Data listing =
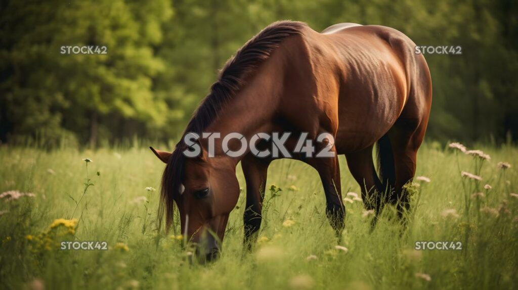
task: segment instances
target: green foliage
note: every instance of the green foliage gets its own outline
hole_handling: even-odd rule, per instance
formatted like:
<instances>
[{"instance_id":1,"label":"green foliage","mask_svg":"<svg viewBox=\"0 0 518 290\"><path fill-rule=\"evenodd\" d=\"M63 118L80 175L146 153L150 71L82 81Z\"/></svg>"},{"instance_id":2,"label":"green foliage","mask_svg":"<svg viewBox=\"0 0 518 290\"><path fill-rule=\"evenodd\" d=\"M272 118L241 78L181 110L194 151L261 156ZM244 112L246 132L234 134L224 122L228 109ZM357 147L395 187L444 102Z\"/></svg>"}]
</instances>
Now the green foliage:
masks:
<instances>
[{"instance_id":1,"label":"green foliage","mask_svg":"<svg viewBox=\"0 0 518 290\"><path fill-rule=\"evenodd\" d=\"M338 248L318 175L298 161L275 161L252 252L242 252L242 192L230 215L222 258L203 266L189 262L178 224L167 235L156 230L154 189L164 166L149 150L2 147L0 192L35 196L0 199L0 288L516 288L518 196L510 193L518 189L518 152L507 146L481 149L490 161L424 144L417 174L430 181L416 178L408 187L413 195L404 232L391 208L371 231L373 216L347 195L359 187L342 166L342 194L350 201ZM93 160L89 172L103 174L88 176L85 157ZM500 161L512 167L499 168ZM482 180L462 177L463 171ZM244 187L241 170L237 176ZM90 178L95 185L83 194ZM483 189L485 184L492 188ZM472 196L479 191L484 194ZM83 198L76 203L69 195ZM60 250L63 240L106 241L108 250ZM462 241L463 249L414 250L416 241L442 240Z\"/></svg>"},{"instance_id":2,"label":"green foliage","mask_svg":"<svg viewBox=\"0 0 518 290\"><path fill-rule=\"evenodd\" d=\"M316 30L383 25L419 45L461 45L462 55L426 56L434 84L428 136L518 136L518 5L508 0L11 0L0 7L3 142L175 139L225 61L282 19ZM108 53L60 53L82 45Z\"/></svg>"}]
</instances>

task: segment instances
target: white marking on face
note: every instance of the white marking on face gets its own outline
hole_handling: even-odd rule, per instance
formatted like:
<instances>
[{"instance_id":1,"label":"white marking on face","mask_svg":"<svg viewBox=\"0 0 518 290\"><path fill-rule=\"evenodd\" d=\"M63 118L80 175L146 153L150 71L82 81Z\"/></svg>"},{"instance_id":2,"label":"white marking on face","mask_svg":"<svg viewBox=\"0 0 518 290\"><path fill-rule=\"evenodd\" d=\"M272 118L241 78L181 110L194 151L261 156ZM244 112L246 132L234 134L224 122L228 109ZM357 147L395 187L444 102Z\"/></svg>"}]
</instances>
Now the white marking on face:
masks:
<instances>
[{"instance_id":1,"label":"white marking on face","mask_svg":"<svg viewBox=\"0 0 518 290\"><path fill-rule=\"evenodd\" d=\"M187 236L187 228L189 226L189 215L185 215L185 228L183 231L183 238ZM188 240L189 240L188 239Z\"/></svg>"}]
</instances>

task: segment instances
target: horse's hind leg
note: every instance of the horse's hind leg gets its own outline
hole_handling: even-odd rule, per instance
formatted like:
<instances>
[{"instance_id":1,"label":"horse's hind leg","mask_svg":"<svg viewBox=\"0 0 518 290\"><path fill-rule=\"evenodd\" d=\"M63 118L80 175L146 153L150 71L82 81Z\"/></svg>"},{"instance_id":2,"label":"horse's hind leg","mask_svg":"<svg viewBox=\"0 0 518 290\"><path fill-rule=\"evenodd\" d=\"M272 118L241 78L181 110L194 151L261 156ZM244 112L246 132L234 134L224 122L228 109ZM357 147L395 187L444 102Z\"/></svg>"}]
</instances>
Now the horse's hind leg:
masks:
<instances>
[{"instance_id":1,"label":"horse's hind leg","mask_svg":"<svg viewBox=\"0 0 518 290\"><path fill-rule=\"evenodd\" d=\"M378 178L372 161L372 146L346 154L347 165L359 185L365 208L377 213L382 204L381 183Z\"/></svg>"},{"instance_id":2,"label":"horse's hind leg","mask_svg":"<svg viewBox=\"0 0 518 290\"><path fill-rule=\"evenodd\" d=\"M248 154L241 160L241 167L247 182L247 203L243 215L244 224L243 246L250 250L257 240L257 231L263 219L263 199L268 167L271 160Z\"/></svg>"},{"instance_id":3,"label":"horse's hind leg","mask_svg":"<svg viewBox=\"0 0 518 290\"><path fill-rule=\"evenodd\" d=\"M395 199L400 216L410 209L408 194L403 188L415 174L418 149L423 142L426 123L416 119L400 118L388 132L394 157Z\"/></svg>"},{"instance_id":4,"label":"horse's hind leg","mask_svg":"<svg viewBox=\"0 0 518 290\"><path fill-rule=\"evenodd\" d=\"M345 226L346 208L342 201L338 156L334 158L298 158L316 170L320 176L326 197L326 213L339 240Z\"/></svg>"}]
</instances>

Direction =
Locate each line in the records above that contains the string "note" and copy it in full. Case counts.

The answer =
note: every instance of the green foliage gets its own outline
note: every instance of the white marking on face gets its own outline
note: every instance of the horse's hind leg gets its own outline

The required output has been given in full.